- _Your objective_
Whenever a line in the entries below contains "electrical", copy that line.

- _Data_
******************************

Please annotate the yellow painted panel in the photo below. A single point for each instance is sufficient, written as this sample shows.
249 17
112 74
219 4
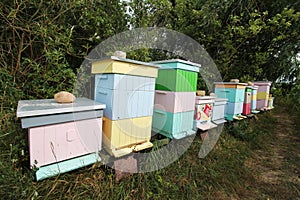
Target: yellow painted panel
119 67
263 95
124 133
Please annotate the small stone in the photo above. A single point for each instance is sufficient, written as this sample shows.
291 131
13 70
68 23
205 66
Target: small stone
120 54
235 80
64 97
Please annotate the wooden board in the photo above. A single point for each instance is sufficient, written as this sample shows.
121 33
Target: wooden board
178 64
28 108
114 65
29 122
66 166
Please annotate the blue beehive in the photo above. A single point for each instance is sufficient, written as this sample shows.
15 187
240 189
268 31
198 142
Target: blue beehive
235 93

******************************

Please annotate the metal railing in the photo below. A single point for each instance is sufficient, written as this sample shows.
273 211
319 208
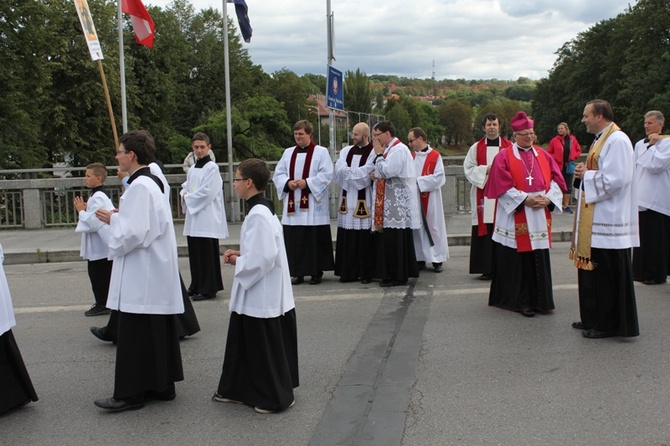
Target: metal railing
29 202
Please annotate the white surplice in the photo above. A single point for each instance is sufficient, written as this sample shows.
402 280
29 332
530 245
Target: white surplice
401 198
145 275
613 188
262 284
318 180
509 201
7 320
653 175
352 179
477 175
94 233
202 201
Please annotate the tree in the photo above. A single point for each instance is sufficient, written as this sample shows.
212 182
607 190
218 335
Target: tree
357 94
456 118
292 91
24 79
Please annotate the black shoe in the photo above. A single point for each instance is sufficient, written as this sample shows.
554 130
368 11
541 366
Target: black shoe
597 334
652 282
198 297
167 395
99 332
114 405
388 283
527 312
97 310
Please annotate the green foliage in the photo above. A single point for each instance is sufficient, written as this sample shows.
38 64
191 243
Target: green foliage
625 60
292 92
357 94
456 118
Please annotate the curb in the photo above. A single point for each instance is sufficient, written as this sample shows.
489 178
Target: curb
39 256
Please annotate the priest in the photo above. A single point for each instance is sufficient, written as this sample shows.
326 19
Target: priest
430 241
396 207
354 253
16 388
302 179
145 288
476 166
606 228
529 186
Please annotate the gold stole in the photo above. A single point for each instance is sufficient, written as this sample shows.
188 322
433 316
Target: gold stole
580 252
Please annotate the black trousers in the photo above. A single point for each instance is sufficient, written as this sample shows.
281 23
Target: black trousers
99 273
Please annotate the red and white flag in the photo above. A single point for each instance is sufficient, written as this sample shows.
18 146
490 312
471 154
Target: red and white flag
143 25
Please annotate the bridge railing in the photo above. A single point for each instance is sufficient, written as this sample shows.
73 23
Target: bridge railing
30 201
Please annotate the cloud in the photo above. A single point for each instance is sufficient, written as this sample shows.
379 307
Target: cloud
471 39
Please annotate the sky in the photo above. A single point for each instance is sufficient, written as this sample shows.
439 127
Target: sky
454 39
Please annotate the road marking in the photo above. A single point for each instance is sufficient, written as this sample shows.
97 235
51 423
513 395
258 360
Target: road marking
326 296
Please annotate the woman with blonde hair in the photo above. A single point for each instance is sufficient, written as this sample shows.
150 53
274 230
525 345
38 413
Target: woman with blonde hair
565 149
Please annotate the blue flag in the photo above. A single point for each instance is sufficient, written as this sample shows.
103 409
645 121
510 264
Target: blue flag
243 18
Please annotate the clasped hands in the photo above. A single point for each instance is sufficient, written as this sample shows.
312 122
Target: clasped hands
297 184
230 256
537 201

******************************

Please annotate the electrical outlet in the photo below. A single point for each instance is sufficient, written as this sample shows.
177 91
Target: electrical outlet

******************************

- _Exercise answer_
Please annotate the electrical outlet in the photo below. A single point for each instance is sufficient, written as this sample shows.
Target: electrical outlet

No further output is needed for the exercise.